EXERCISE INSTRUCTIONS
List every line in the items below that contains the string "tree".
** Start of MATERIAL SHOWN **
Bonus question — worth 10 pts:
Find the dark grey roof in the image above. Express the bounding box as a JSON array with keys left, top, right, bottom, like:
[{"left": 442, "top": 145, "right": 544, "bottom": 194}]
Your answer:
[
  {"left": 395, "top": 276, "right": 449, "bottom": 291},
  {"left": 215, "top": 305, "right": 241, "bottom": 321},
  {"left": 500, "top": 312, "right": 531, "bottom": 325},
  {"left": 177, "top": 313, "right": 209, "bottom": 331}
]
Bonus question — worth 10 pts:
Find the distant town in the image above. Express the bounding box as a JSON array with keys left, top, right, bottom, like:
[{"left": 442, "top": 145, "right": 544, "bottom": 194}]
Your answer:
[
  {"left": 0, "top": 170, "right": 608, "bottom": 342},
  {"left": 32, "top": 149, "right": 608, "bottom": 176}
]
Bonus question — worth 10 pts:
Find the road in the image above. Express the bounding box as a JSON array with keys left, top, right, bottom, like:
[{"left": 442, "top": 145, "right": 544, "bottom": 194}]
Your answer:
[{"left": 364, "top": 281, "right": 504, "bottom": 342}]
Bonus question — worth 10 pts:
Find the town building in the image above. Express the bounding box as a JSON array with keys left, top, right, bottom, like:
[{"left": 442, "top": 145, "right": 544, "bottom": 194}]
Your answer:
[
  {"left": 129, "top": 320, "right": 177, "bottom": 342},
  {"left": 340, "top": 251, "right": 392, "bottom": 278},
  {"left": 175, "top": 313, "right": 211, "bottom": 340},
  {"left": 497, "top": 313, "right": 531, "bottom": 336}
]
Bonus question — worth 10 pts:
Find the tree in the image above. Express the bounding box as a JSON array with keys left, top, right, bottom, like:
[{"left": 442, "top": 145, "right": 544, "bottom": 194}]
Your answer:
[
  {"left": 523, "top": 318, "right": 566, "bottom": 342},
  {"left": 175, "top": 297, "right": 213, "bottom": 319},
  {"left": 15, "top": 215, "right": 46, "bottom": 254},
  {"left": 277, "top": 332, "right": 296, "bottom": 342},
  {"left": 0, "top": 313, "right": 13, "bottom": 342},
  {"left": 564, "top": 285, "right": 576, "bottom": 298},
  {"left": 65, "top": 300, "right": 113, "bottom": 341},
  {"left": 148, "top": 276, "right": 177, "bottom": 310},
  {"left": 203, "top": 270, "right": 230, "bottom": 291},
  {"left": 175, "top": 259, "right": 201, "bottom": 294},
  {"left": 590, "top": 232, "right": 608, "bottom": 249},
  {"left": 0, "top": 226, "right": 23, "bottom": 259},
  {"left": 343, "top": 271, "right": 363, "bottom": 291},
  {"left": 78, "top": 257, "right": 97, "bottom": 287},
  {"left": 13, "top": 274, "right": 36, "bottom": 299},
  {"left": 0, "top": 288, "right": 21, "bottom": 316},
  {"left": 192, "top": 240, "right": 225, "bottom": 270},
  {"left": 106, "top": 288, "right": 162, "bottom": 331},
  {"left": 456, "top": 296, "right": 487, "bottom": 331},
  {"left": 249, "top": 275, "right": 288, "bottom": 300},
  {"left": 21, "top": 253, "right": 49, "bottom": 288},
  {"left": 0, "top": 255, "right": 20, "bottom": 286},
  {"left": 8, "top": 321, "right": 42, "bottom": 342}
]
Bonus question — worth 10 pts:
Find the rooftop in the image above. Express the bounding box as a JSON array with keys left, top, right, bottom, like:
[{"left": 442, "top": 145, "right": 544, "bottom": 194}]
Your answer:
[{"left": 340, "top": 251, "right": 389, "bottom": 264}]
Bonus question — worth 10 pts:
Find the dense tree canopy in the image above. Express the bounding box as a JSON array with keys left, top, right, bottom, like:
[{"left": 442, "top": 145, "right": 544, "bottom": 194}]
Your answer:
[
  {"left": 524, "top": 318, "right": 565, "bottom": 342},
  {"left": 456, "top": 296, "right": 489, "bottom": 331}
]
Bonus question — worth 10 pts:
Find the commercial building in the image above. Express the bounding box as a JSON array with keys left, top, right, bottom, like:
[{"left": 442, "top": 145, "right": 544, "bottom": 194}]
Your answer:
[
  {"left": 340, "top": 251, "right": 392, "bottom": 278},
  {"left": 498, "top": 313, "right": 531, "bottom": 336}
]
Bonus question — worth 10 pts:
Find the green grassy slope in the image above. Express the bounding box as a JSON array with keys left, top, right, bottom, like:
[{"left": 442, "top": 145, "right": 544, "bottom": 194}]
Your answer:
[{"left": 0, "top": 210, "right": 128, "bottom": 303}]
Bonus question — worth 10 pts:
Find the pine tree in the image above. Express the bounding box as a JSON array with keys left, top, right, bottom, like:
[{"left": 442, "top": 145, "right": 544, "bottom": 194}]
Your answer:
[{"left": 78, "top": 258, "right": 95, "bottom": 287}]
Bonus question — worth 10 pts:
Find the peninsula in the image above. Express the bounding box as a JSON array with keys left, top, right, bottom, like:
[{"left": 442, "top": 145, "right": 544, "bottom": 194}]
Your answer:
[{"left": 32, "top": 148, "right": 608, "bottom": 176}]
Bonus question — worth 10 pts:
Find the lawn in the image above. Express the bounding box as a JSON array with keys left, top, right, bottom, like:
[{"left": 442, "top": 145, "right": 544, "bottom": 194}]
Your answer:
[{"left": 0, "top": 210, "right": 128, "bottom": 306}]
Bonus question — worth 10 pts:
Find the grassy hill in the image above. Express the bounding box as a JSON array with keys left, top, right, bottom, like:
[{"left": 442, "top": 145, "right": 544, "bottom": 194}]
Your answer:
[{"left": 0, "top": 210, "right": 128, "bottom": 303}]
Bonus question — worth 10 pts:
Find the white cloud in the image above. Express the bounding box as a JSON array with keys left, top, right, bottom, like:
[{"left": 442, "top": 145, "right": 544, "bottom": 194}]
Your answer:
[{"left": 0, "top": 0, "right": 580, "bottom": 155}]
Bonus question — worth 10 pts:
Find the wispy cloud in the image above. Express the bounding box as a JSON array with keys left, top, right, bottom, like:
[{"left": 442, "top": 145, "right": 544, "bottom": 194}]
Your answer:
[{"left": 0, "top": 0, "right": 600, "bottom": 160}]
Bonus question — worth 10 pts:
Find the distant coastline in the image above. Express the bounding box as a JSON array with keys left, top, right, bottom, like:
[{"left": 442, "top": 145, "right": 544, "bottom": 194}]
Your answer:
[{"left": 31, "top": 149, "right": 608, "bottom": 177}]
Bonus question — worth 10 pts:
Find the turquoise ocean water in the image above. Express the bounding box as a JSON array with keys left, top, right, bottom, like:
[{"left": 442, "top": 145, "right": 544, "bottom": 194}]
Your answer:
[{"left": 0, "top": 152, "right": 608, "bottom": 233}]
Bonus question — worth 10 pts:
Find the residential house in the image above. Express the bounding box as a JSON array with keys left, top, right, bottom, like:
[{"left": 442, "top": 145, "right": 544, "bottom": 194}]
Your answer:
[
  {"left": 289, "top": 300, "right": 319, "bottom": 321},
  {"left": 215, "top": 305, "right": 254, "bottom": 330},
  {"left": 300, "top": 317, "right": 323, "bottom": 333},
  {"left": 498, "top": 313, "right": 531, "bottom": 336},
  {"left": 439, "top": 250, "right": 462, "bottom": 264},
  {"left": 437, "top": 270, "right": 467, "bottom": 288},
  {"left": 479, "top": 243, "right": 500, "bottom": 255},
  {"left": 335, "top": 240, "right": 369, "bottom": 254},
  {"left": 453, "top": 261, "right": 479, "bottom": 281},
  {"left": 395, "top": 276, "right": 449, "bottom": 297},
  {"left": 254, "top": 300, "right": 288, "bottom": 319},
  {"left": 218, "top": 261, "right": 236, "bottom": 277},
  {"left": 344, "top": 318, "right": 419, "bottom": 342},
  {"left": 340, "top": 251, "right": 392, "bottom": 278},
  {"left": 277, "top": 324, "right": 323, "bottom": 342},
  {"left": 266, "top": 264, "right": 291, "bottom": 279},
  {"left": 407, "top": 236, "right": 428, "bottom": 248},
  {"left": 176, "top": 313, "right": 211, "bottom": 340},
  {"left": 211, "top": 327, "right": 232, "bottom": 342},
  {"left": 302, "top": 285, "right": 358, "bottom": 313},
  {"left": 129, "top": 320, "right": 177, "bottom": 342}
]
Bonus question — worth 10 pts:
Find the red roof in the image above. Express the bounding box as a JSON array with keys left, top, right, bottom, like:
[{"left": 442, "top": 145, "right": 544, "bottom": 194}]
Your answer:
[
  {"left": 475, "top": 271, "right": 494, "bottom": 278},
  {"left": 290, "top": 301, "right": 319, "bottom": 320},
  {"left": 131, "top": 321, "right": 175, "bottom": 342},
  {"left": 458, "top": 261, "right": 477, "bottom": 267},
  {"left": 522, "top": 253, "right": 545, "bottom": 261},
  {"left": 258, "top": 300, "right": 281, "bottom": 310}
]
** End of MATERIAL SHOWN **
FINAL ANSWER
Find the tree in the image above. Express the bounding box as a JSON array with keys left, top, right, bottom, like:
Find the dense tree canopy in the image above. Express the bounding box as a JSON array with keys left, top, right, bottom, like:
Find the pine tree in the image above. Express the bounding box as a JSON array with keys left, top, right, bottom, like:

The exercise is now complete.